→ **PROVIDED TEXT**:
The execution layer employs RL to map states to actions. The state space $s_t \in \mathbb{R}^{37}$ includes robot state, commands, and control parameters, as detailed in Table 2. The action $a_t \in \mathbb{R}^{12}$ represents target joint positions, converted to torques via a PD controller: $$\tau = k_p (a_t – q_{\text{current}}) + k_d (\dot{a}_t – \dot{q}_{\text{current}}),$$ with $k_p = 20$ N·m/rad and $k_d = 0.5$ N·m/rad. We use a teacher-student training approach, where the teacher network has access to privileged information (e.g., true friction and contact forces), and the student network learns from observable states only. The reward function combines task-oriented and constraint terms, with a novel single foot placement penalty: $$r_{\text{contact}} = \|p_{\text{foot}}^c – p_{\text{foot}}^{c, \text{cmd}}\| \times I(t = t_{\text{contact}}),$$ where $I(\cdot)$ is an indicator function activated only at initial contact time $t_{\text{contact}}$. This avoids continuous penalization and encourages precise foot placement. The total reward is: $$r_{\text{total}} = r_{\text{task}} \times \exp(r_{\text{aux}}),$$ where $r_{\text{task}}$ includes positive rewards for tracking and stability, and $r_{\text{aux}}$ aggregates constraint penalties. The PPO algorithm optimizes the policy by maximizing the expected discounted reward, with hyperparameters listed in Table 3.

→ **EXERCISE DESCRIPTION**:
What privileged information does the teacher network get according to the execution-layer passage?

→ **SUPPLIED MATERIAL**:
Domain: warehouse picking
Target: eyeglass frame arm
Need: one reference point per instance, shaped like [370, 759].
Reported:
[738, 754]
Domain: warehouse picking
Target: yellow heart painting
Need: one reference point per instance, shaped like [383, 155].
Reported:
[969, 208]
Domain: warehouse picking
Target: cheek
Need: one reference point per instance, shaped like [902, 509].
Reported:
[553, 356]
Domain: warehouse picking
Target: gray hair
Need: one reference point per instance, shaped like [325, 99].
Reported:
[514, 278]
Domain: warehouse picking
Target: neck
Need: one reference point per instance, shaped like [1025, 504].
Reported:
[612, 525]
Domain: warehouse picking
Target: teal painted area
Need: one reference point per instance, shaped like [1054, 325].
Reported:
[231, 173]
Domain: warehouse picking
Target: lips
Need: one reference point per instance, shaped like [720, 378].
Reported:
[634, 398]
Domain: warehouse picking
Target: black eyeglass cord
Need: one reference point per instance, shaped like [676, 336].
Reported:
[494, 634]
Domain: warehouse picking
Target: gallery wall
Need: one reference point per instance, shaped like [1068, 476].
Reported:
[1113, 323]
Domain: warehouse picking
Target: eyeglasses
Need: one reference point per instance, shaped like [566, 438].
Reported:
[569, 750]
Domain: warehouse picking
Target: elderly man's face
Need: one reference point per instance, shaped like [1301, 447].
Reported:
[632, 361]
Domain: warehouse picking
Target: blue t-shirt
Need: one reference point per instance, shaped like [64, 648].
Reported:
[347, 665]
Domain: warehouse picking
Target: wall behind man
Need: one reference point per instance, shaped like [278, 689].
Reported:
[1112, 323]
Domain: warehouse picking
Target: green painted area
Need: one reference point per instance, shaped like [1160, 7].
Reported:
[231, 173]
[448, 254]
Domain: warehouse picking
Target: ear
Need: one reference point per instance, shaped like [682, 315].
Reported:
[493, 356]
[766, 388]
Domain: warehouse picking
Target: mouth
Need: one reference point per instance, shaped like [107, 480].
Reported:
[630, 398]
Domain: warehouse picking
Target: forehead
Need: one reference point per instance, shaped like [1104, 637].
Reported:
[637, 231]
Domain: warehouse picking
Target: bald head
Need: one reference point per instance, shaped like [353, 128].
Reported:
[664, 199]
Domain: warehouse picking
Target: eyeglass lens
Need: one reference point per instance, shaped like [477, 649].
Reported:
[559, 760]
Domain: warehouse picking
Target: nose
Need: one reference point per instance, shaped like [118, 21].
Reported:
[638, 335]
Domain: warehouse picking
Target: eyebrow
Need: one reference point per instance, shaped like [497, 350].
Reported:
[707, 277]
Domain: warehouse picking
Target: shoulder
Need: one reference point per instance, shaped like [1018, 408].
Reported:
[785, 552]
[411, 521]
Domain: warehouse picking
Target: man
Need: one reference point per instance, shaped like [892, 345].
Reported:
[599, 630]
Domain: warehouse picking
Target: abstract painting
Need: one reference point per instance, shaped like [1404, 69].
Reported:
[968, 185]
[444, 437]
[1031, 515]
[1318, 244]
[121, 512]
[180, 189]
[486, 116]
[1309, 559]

→ **WRITTEN ANSWER**:
True friction and contact forces.